Repeat the material in full. Keep every line exactly as it is.

Entries taken from a collection:
"""
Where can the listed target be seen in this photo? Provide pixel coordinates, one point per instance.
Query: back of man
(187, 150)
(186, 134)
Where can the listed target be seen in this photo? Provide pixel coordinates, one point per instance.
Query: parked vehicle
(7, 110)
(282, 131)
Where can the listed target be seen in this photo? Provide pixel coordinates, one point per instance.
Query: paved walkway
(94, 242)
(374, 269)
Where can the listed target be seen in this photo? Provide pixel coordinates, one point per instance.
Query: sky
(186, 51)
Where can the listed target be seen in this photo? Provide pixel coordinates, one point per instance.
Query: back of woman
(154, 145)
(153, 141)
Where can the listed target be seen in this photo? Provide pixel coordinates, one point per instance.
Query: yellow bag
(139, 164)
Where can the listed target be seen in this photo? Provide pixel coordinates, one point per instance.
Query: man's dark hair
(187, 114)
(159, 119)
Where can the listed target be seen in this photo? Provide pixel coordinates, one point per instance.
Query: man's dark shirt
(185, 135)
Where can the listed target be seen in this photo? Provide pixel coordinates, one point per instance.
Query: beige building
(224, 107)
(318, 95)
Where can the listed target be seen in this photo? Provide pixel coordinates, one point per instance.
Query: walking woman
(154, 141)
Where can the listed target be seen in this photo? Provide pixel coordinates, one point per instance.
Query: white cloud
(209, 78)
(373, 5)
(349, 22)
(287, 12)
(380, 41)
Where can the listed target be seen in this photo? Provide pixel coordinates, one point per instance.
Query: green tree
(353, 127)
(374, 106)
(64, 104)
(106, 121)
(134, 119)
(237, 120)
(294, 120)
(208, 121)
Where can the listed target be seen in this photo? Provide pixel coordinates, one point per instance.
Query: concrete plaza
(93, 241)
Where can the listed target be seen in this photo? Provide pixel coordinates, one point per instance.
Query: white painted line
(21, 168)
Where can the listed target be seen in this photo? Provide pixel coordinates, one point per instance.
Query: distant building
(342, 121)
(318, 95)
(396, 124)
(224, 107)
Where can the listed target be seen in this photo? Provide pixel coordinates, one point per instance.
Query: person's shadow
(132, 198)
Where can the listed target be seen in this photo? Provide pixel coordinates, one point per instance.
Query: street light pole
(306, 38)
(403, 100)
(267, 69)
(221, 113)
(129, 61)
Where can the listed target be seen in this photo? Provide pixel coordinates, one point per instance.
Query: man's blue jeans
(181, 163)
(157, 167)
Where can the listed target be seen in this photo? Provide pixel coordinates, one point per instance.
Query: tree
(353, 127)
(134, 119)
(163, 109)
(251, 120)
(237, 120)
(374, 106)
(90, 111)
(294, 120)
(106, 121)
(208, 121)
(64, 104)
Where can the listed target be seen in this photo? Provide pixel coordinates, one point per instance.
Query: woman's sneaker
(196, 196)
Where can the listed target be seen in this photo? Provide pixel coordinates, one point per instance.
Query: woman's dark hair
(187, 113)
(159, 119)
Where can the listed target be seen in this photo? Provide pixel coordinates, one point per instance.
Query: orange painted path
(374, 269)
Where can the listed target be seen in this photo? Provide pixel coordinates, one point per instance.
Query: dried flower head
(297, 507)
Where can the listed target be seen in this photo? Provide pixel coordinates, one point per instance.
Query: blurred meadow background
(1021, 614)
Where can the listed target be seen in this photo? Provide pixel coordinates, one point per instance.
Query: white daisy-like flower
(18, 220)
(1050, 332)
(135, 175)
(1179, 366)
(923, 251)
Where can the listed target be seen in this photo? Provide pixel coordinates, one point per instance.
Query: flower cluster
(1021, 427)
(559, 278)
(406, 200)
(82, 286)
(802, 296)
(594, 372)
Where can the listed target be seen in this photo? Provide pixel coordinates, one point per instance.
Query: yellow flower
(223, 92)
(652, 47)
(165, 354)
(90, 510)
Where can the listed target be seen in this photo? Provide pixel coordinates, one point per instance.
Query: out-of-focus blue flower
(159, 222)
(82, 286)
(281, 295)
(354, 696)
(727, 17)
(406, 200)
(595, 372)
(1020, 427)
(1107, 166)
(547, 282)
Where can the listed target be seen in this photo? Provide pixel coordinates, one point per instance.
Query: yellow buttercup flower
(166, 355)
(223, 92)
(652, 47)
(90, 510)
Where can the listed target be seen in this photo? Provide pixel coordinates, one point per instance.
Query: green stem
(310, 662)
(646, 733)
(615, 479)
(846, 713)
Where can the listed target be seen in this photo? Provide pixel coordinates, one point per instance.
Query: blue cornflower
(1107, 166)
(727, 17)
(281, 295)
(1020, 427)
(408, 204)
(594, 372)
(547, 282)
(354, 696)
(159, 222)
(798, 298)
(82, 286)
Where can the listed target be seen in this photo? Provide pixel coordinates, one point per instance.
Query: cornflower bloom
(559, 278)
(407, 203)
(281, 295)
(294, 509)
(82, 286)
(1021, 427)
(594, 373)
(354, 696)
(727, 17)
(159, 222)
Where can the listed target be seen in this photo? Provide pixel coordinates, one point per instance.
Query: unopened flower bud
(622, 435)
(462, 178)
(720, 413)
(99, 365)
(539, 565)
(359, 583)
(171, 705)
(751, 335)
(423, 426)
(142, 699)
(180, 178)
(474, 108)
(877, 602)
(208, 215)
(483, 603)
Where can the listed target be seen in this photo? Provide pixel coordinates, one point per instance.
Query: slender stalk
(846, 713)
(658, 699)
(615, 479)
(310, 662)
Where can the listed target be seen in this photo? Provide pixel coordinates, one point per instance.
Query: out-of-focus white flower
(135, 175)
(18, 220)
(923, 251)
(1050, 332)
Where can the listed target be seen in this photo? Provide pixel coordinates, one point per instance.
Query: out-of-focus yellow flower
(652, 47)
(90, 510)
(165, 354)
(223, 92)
"""
→ **OUTPUT**
Where can the listed target be seen in this photo? Provide pixel coordinates, one point per instance.
Query: back of man
(187, 150)
(186, 134)
Where can the listed target be seen in this photo? Provide pixel coordinates, one point per instance.
Query: parked vehicle
(7, 110)
(282, 131)
Where can the listed target be seen in this photo? Provide pixel coordinates, one point per instance.
Query: paved walkway
(94, 242)
(374, 269)
Where can the listed target be seen in this photo? Provide pixel coordinates, one point per instance.
Query: sky
(186, 51)
Where can the listed target be seen in this photo? Provide pixel coordinates, one point per instance.
Query: back of woman
(154, 145)
(153, 141)
Where can the listed target be seen in this photo? Provide pixel coordinates, one point per instance.
Query: yellow bag
(139, 164)
Where can the listed target be seen in this photo? Provide pixel coordinates, one point per instance.
Query: man's dark hair
(187, 114)
(159, 119)
Where can the listed target be seen in this photo? Provide pixel coordinates, one point per instance.
Query: man's dark shirt
(185, 135)
Where can the listed target be seen in this photo? Provide pixel coordinates, one point per instance.
Query: beige building
(224, 107)
(318, 95)
Where can the listed target be seen in this photo? Provide pixel coordinates, one point per instance.
Query: walking woman
(154, 141)
Where can the listed target be seen in this photo? Provide pixel coordinates, one point per instance.
Query: white cloud
(209, 78)
(373, 5)
(349, 22)
(287, 12)
(380, 41)
Where can the listed target be seen in this photo? Provide pixel coordinates, one point per instance.
Query: green tree
(353, 127)
(374, 106)
(64, 104)
(106, 121)
(134, 119)
(237, 120)
(294, 120)
(208, 121)
Where can the listed target be seen in this photo? Provide pixel coordinates, one point per instance.
Query: concrete plaza
(93, 241)
Where can the listed target be seen in this photo? Provide pixel coordinates, one point per instance.
Query: white painted line
(21, 168)
Where can the listed target be seen in this photo? Provide pixel coordinates, one point per instance.
Query: distant building
(342, 121)
(318, 95)
(396, 124)
(224, 107)
Where can the listed target be seen in this photo? Provide pixel coordinates, one point per instance.
Query: person's shadow
(132, 198)
Where can the listed target be seen in this photo? Provide pixel coordinates, one point per instance.
Query: street light pole
(306, 38)
(403, 100)
(267, 69)
(221, 113)
(129, 61)
Where can the listed target be seen in this photo? Provide pixel coordinates, one point per instance.
Query: man's blue jeans
(181, 163)
(157, 167)
Where can the listed target be seen in this photo? Provide pixel coordinates, one point per instance.
Query: tree
(353, 127)
(134, 119)
(163, 109)
(251, 120)
(237, 120)
(374, 106)
(90, 111)
(294, 120)
(106, 121)
(208, 121)
(64, 104)
Where can the listed target be seen in this photo? Provide pixel coordinates, one point per instance.
Query: woman's sneaker
(196, 196)
Where can the listed target be seen in this photo? Provide pixel coordinates, one point per instance.
Query: woman's dark hair
(187, 113)
(159, 119)
Where can the listed target be seen in this photo? Provide pixel coordinates, one point per instance.
Query: orange painted path
(374, 269)
Where can the listed target be seen in this photo? Provide pixel coordinates, one point per instance.
Query: dried flower head
(297, 507)
Where can the listed target be seen in this photo? Provide pixel coordinates, one point per instance.
Query: blurred meadow background
(1021, 614)
Where can the listed target be seen in this photo? Provide pixel coordinates, one point per instance.
Query: white daisy-like flower
(18, 220)
(1050, 332)
(135, 175)
(1179, 366)
(923, 251)
Where can the listed target be seen in this photo? Provide pixel coordinates, one point per instance.
Query: flower cluster
(1021, 427)
(559, 278)
(406, 200)
(82, 286)
(802, 296)
(594, 372)
Where can the listed target be seen in this photo? Provide pixel coordinates, one point per instance.
Query: yellow flower
(223, 92)
(652, 47)
(165, 354)
(90, 510)
Where can the listed target be seen in this photo? Provide pixel coordinates, one point per instance.
Query: out-of-focus blue flower
(159, 222)
(82, 286)
(281, 295)
(354, 696)
(727, 17)
(406, 200)
(595, 372)
(1020, 427)
(1107, 166)
(547, 282)
Where can the listed target be seen in this photo? Provide pixel coordinates, one point per instance.
Query: yellow buttercup flower
(166, 355)
(223, 92)
(652, 47)
(90, 510)
Where can the listed target be seen in this photo? Provide pixel coordinates, one point per instance.
Query: green stem
(310, 662)
(646, 733)
(615, 479)
(846, 713)
Where can the listed target be seen in this photo? Provide pixel coordinates, one point per instance.
Query: blue cornflower
(1107, 166)
(727, 17)
(281, 295)
(1020, 427)
(408, 204)
(594, 372)
(547, 282)
(354, 696)
(159, 222)
(798, 298)
(82, 286)
Where can the listed target be seen in this photo? Provide pixel coordinates, one point per instance.
Query: cornflower bloom
(559, 278)
(407, 203)
(281, 295)
(294, 509)
(82, 286)
(1021, 427)
(594, 373)
(354, 696)
(727, 17)
(159, 222)
Where can the listed target be seen in this photo? Provide pixel coordinates, one point per instance.
Query: unopened flower bud
(622, 435)
(462, 178)
(720, 413)
(99, 365)
(539, 565)
(359, 583)
(171, 705)
(751, 335)
(423, 426)
(142, 699)
(180, 178)
(474, 108)
(877, 602)
(208, 215)
(483, 603)
Where can the listed target be seen in this photo? Provide pixel coordinates, one point per instance.
Query: slender stalk
(846, 713)
(658, 699)
(615, 479)
(310, 662)
Where can the listed target be seen in this photo? Provide pixel coordinates, one point per instance.
Query: out-of-focus white flower
(135, 175)
(18, 220)
(923, 251)
(1050, 332)
Where can the listed target be seen in this photo? Provide pixel coordinates, one point per instance.
Query: out-of-focus yellow flower
(652, 47)
(90, 510)
(165, 354)
(223, 92)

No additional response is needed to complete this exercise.